**Source excerpt**
HM Revenue & Customs estimates that it is owed £100 million in backdated tax from the account-holders named in a DVD it bought from an informant several weeks ago.
The Revenue has yet to contact some of the names on the list, but it is estimated that they could have placed as much as £5 billion in accounts in the principality.
Those who are found to have evaded tax on their offshore assets will have to pay the tax plus interest. In addition, they will face fines of up to 100 per cent of the tax owed.
The Revenue’s inquiries could also lead to criminal prosecutions. The maximum penalty for tax evasion is seven years in prison. It is understood that the Revenue is also looking at the possibility that money laundering was used to get some of the the money into the offshore accounts.
The Revenue stood by its decision to pay the informant up to £100,000 for the list of names, which is understood to have been stolen from LGT, the biggest bank in Liechtenstein.
A spokesman said: “The real theft is from UK taxpayers. The material has become available and we need to make sure that UK law is kept.”
Vince Cable, deputy leader of the Liberal Democrats, said: “Paying informants is always ethically questionable, but in this case it was warranted.”

**Data supplied**
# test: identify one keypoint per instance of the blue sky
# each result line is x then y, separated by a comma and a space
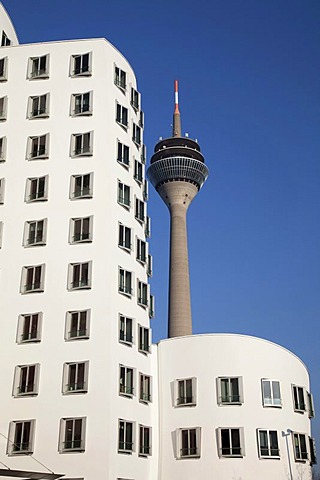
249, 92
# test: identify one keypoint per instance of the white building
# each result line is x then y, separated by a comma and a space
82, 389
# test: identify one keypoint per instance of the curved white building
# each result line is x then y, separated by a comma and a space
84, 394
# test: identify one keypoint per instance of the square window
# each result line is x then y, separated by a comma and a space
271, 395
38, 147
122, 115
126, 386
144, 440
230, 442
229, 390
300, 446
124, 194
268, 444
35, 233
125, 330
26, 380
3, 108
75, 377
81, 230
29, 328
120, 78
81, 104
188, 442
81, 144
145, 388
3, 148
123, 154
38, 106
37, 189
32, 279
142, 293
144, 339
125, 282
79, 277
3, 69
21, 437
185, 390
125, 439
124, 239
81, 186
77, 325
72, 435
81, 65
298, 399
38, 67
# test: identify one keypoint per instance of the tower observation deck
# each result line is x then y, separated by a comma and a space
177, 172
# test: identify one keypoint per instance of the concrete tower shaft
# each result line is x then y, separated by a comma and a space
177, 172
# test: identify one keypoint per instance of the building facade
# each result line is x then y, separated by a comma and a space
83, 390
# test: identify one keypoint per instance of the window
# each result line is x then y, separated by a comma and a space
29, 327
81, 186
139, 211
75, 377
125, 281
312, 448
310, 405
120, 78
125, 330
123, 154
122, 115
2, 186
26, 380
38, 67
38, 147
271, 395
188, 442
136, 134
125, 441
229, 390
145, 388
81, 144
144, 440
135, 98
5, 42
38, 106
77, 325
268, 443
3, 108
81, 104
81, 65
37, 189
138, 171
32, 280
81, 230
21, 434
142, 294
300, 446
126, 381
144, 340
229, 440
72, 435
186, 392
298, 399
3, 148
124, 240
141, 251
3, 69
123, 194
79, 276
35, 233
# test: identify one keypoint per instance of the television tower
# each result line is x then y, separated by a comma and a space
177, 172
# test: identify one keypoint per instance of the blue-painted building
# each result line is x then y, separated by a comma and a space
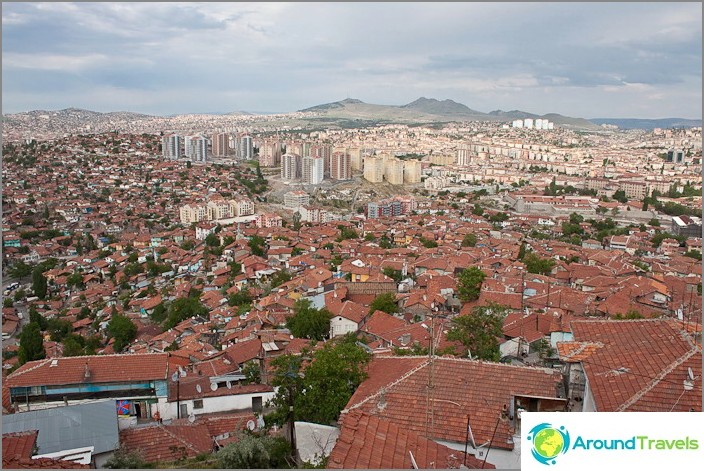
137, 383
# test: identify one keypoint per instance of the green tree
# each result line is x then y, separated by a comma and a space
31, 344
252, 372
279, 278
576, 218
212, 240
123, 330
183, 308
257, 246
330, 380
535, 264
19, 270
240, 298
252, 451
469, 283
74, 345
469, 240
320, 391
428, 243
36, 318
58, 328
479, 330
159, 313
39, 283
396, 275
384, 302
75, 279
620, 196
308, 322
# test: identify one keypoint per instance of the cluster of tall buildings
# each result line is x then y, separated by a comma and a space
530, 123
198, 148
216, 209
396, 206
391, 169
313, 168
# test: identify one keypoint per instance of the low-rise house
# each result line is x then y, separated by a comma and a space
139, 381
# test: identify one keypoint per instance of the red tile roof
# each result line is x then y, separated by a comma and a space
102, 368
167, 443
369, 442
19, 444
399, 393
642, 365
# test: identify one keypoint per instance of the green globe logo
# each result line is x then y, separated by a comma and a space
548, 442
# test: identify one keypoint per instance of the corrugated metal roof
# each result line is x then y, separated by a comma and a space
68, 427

* * *

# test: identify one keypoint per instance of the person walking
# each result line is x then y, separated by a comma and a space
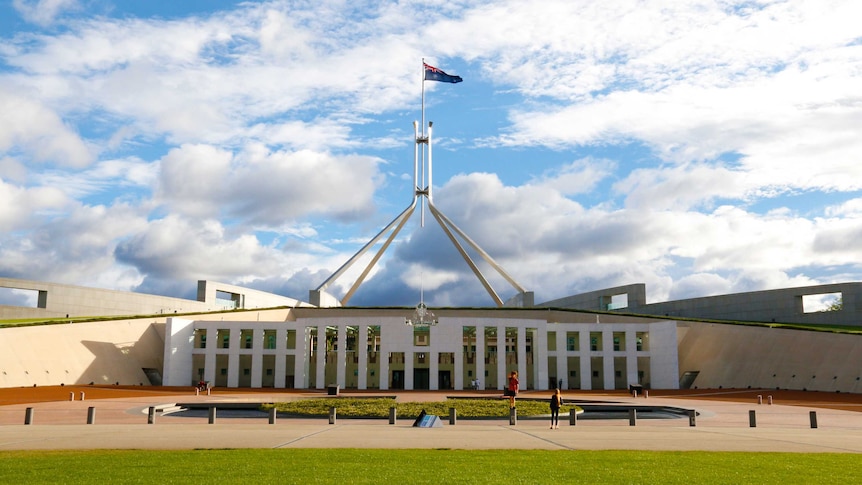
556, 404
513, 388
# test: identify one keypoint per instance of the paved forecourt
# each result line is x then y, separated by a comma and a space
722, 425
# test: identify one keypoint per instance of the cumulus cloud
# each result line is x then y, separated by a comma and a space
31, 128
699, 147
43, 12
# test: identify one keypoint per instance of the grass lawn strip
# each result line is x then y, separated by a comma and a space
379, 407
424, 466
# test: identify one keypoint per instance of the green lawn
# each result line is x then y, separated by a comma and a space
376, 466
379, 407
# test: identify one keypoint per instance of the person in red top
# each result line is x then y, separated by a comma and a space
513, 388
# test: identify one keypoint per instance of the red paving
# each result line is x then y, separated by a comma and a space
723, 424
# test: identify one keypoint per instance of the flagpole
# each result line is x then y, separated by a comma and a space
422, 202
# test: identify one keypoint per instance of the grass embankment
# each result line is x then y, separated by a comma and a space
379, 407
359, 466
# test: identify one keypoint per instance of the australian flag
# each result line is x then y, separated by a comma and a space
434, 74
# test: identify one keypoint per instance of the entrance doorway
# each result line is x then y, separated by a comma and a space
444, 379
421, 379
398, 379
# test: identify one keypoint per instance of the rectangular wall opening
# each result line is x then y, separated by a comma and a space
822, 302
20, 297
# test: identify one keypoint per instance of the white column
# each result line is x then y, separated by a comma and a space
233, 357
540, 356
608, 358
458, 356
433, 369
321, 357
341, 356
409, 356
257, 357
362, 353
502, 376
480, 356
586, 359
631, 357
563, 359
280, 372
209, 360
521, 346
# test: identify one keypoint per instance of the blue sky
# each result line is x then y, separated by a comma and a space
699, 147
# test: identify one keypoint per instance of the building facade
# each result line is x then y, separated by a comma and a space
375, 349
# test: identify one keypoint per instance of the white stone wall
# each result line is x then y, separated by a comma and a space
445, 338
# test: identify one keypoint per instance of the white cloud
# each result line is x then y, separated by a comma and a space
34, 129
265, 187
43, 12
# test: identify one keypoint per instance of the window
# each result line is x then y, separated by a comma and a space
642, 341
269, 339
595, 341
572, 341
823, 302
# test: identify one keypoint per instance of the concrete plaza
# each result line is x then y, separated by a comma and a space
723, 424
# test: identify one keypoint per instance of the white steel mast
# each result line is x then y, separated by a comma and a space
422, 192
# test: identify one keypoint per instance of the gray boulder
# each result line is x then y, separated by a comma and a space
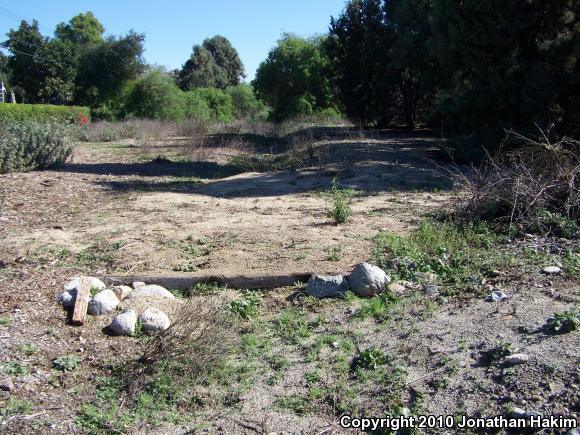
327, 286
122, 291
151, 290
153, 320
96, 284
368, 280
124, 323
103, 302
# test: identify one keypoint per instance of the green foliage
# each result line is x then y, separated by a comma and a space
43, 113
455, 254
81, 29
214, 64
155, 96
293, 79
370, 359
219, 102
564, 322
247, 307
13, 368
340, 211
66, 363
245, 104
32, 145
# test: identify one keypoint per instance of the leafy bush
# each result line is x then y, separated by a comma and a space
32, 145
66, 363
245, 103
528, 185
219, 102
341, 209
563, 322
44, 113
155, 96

**What you will do**
Quote the passage of the tax evasion article from "HM Revenue &" up to and including "the offshore accounts.".

**The output**
HM Revenue & Customs estimates that it is owed £100 million in backdated tax from the account-holders named in a DVD it bought from an informant several weeks ago.
The Revenue has yet to contact some of the names on the list, but it is estimated that they could have placed as much as £5 billion in accounts in the principality.
Those who are found to have evaded tax on their offshore assets will have to pay the tax plus interest. In addition, they will face fines of up to 100 per cent of the tax owed.
The Revenue’s inquiries could also lead to criminal prosecutions. The maximum penalty for tax evasion is seven years in prison. It is understood that the Revenue is also looking at the possibility that money laundering was used to get some of the the money into the offshore accounts.